■ **Document extract**:
—————

I have many of their pneumatic tools. They do make DIY tools in certain lines. The Hitachi I pictured for you is one of the greats. It has been the only gun I have ever seen any framing crews use around here. Actual framing crews now, not general contractors and such. It has been the only gun I have ever owned that worked worth a damn. 

Like I said, the 90 is the cheaper model framing gun. Although many use the 90 with success, the 83a is what you want for heavy use.


----------



## Builders Inc. (Feb 24, 2015)

Hitachi, 83A2. Is the only one I would use. It has an adjustable nail depth for structural sheathing. So you don't blow through the osb. It rapid fires fast and doesn't jam. Just keep it oiled and dont use it as a hammer and it'll last years. I have used Bostitch and they suck at toe nailing. Ive used Max Framers, they are a predecessor of Duo Fast and they are extremely light but it seems that the hitachi will sink a 3" ring shank in SYP better than a max. Ive never used a lot of cordless paslodes. We would need a propane tank size gas cylinder to sink all the nails we put in in one day. The cylinders would break me. Think about 16,000 nails a week on a cordless.... I can't advise you on a cordless in my situation. Also the Hitachi nail guns are way better than their power tools.

—————

■ **Data provided**:
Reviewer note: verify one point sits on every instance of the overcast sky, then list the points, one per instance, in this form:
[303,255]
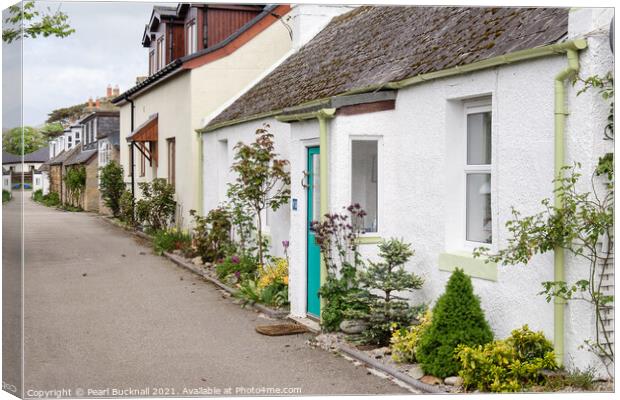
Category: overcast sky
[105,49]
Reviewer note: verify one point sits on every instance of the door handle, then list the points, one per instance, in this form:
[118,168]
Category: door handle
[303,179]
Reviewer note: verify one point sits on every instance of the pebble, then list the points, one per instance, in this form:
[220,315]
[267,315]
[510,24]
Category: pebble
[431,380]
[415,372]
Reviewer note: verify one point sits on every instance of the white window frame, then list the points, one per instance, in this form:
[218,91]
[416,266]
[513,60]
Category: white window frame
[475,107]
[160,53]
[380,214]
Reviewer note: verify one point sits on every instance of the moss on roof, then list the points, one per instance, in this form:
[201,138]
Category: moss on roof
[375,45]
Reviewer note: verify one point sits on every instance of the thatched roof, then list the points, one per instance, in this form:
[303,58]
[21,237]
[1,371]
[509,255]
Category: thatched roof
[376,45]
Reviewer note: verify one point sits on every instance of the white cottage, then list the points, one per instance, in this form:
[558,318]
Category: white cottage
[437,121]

—————

■ **Task prompt**: Write out the part of the nail gun discussion from "## Builders Inc." to "their power tools.", word for word. The listing is separate from the nail gun discussion and does not belong to it.

■ **Task result**:
## Builders Inc. (Feb 24, 2015)

Hitachi, 83A2. Is the only one I would use. It has an adjustable nail depth for structural sheathing. So you don't blow through the osb. It rapid fires fast and doesn't jam. Just keep it oiled and dont use it as a hammer and it'll last years. I have used Bostitch and they suck at toe nailing. Ive used Max Framers, they are a predecessor of Duo Fast and they are extremely light but it seems that the hitachi will sink a 3" ring shank in SYP better than a max. Ive never used a lot of cordless paslodes. We would need a propane tank size gas cylinder to sink all the nails we put in in one day. The cylinders would break me. Think about 16,000 nails a week on a cordless.... I can't advise you on a cordless in my situation. Also the Hitachi nail guns are way better than their power tools.